# First Air Dry....



## lanabanana (Jul 2, 2011)

Baxter and Tess were both beyond dirty today and I was very short on time, so I gave them each a bath and towel dry and then had to leave. I've never let Baxter air dry before. I've always used a blow dryer, but I have to say, he looks really good! Why have I been wasting all this time drying him? Anyone else do this routinely?

Alanna


----------



## HavaneseSoon (Nov 4, 2008)

How long is his hair?


----------



## rokipiki (Oct 15, 2010)

I love air drying. Roki looks so nice and natural. His hair is so soft and silky.


----------



## misstray (Feb 6, 2011)

There was something about the hair dryer that Brody really didn't like when he was younger so I used to routinely let him air dry. He'd snap at the hair dryer and was just generally stressed. I'm not really sure what the problem is with it because he's fine with getting a blast from the air gun at work. I'm only now starting to reintroduce the hair dryer for partial drying of him as he's better with it and will relax somewhat.

I think he comes out slightly fluffier when I use the dryer and his hair is a bit straighter, but I thought he came out just fine after air drying too. Of course all that zooming at top speed around the apartment when he's damp is sort of like a blow dryer! ha ha


----------



## irnfit (Nov 21, 2006)

Kodi always air dries. Shelby air dries when it's warm, but if it's cold, I have to use the dryer.


----------



## krandall (Jun 11, 2009)

lanabanana said:


> Baxter and Tess were both beyond dirty today and I was very short on time, so I gave them each a bath and towel dry and then had to leave. I've never let Baxter air dry before. I've always used a blow dryer, but I have to say, he looks really good! Why have I been wasting all this time drying him? Anyone else do this routinely?
> 
> Alanna


It depends on the weather. Kodi air dries very nicely (and he's in full coat) but he gets too cold if the air isn't quite warm, and gets all shivery. So unless it's very warm in the house, I blow dry him just to keep him comfortable. I also will only air dry him if I can be sure he will be dry right through before bed. I don't want him to go to bed wet. (the house is cooler at night)


----------

• [RECORDS PROVIDED]
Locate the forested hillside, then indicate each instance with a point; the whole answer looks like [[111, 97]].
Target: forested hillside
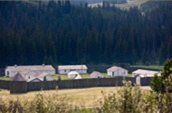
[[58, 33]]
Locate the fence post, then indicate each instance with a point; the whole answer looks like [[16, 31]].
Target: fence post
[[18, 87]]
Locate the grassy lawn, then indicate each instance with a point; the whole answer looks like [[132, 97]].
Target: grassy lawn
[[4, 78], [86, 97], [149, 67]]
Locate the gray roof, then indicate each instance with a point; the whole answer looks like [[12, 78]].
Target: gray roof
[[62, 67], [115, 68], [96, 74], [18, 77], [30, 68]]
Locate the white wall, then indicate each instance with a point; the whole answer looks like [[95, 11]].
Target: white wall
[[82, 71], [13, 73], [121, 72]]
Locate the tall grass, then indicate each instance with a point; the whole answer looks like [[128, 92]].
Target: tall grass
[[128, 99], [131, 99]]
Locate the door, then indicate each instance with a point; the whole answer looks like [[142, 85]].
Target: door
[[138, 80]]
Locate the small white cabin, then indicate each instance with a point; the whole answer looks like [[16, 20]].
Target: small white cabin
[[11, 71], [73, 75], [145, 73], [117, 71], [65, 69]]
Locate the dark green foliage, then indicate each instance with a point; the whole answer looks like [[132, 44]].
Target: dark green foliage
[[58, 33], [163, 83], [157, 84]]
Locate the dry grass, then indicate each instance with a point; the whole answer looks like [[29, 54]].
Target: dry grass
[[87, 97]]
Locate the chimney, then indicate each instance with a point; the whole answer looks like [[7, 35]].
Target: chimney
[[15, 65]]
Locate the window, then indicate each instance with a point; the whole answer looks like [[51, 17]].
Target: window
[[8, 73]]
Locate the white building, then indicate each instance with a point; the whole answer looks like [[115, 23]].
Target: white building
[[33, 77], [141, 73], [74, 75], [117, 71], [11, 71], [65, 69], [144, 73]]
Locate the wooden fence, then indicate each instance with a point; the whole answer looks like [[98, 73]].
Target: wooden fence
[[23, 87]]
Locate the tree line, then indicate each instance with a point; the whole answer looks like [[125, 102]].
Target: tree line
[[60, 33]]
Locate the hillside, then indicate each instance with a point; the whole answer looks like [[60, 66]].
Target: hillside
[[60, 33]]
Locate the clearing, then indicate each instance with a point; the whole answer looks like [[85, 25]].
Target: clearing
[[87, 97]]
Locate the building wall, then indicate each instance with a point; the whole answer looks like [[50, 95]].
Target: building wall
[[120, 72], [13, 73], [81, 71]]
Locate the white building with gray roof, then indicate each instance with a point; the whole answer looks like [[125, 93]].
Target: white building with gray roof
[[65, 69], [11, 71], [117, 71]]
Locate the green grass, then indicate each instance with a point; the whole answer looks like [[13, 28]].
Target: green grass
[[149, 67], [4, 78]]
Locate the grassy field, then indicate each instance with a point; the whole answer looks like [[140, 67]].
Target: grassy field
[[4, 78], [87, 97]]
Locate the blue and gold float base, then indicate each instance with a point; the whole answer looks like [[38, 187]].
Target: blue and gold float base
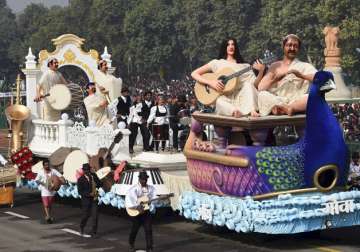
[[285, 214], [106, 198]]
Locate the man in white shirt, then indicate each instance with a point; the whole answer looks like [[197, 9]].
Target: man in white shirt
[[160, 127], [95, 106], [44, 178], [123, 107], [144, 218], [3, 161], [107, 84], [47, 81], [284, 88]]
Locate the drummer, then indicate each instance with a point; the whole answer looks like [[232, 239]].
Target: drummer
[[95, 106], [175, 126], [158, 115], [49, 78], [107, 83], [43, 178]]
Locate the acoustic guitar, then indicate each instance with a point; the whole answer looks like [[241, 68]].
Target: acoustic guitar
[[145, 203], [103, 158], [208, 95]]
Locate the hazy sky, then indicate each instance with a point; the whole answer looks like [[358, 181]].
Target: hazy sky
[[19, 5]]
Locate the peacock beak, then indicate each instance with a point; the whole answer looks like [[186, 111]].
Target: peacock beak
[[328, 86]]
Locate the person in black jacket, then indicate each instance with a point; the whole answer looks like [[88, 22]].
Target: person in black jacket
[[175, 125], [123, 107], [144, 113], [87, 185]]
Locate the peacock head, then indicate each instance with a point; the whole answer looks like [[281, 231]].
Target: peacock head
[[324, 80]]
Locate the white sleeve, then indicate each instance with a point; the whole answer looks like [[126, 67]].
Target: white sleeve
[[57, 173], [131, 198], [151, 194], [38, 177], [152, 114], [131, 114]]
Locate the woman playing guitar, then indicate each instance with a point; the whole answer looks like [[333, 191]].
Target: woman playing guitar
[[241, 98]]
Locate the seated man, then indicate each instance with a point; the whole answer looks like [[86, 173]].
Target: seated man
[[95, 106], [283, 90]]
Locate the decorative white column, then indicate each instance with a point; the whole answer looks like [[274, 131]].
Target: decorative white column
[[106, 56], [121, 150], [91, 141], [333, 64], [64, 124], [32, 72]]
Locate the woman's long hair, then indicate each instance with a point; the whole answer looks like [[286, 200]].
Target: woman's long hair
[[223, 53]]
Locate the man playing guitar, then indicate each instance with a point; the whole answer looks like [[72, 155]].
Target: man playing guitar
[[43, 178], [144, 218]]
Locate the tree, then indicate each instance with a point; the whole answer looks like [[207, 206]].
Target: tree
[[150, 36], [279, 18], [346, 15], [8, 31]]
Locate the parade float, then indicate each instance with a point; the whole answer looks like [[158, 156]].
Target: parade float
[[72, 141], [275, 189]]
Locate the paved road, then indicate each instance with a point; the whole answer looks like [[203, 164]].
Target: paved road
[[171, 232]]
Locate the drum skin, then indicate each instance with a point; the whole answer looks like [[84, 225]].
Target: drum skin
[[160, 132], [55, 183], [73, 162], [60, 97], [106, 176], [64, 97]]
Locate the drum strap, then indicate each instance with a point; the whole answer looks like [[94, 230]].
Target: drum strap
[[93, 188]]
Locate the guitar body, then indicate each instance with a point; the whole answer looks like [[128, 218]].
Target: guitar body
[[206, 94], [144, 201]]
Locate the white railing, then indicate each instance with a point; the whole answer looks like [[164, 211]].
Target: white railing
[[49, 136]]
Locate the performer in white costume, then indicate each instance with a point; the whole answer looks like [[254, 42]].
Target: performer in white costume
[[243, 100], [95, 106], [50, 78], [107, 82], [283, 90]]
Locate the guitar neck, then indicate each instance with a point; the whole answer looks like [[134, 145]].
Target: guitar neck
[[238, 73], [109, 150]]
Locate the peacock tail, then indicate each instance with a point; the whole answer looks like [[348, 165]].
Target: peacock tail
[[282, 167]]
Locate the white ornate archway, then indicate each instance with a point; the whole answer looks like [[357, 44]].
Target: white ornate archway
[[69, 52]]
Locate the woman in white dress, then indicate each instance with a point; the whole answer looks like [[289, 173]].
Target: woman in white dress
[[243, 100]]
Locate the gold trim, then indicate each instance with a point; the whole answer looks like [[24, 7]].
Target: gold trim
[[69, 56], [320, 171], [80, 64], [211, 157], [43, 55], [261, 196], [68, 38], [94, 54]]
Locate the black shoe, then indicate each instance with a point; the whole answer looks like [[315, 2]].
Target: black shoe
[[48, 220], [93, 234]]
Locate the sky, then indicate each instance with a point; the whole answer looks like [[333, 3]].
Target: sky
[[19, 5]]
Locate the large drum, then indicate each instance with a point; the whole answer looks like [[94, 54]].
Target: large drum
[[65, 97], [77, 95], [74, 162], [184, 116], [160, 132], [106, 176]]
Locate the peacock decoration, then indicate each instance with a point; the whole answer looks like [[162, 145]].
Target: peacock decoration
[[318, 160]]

==

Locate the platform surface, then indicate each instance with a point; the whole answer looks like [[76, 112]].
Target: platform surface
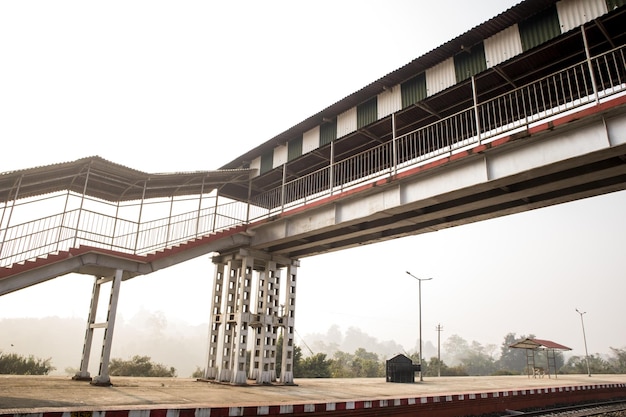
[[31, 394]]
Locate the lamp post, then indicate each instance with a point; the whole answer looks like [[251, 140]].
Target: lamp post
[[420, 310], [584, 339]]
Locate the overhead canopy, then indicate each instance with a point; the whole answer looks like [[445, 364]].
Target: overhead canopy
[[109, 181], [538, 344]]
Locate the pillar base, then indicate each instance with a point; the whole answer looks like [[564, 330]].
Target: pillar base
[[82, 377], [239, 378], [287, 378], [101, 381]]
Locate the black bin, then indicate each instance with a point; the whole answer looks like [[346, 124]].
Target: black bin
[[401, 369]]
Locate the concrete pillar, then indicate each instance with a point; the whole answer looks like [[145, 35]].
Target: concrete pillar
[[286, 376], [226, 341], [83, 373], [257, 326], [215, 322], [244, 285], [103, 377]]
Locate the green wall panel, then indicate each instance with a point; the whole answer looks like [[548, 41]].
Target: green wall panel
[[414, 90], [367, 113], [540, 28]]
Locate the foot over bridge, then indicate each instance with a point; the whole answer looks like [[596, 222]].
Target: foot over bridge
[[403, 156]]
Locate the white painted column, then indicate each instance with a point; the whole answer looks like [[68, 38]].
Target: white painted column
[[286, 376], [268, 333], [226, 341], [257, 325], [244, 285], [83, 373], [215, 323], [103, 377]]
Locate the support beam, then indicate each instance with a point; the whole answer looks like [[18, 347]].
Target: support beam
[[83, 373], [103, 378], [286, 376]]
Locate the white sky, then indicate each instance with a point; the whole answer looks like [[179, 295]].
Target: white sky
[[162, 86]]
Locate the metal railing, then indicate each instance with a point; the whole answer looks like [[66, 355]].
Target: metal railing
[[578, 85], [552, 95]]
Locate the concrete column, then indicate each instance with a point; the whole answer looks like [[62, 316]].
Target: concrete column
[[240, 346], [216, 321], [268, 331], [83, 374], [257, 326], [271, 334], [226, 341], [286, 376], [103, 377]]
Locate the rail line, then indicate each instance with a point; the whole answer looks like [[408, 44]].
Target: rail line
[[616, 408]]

• [TO BE DONE] Copy word for word the passage from the air-drying thread above, starting at "## krandall (Jun" and ending at "cooler at night)".

• [SOLUTION FOR THIS EXERCISE]
## krandall (Jun 11, 2009)

lanabanana said:


> Baxter and Tess were both beyond dirty today and I was very short on time, so I gave them each a bath and towel dry and then had to leave. I've never let Baxter air dry before. I've always used a blow dryer, but I have to say, he looks really good! Why have I been wasting all this time drying him? Anyone else do this routinely?
> 
> Alanna


It depends on the weather. Kodi air dries very nicely (and he's in full coat) but he gets too cold if the air isn't quite warm, and gets all shivery. So unless it's very warm in the house, I blow dry him just to keep him comfortable. I also will only air dry him if I can be sure he will be dry right through before bed. I don't want him to go to bed wet. (the house is cooler at night)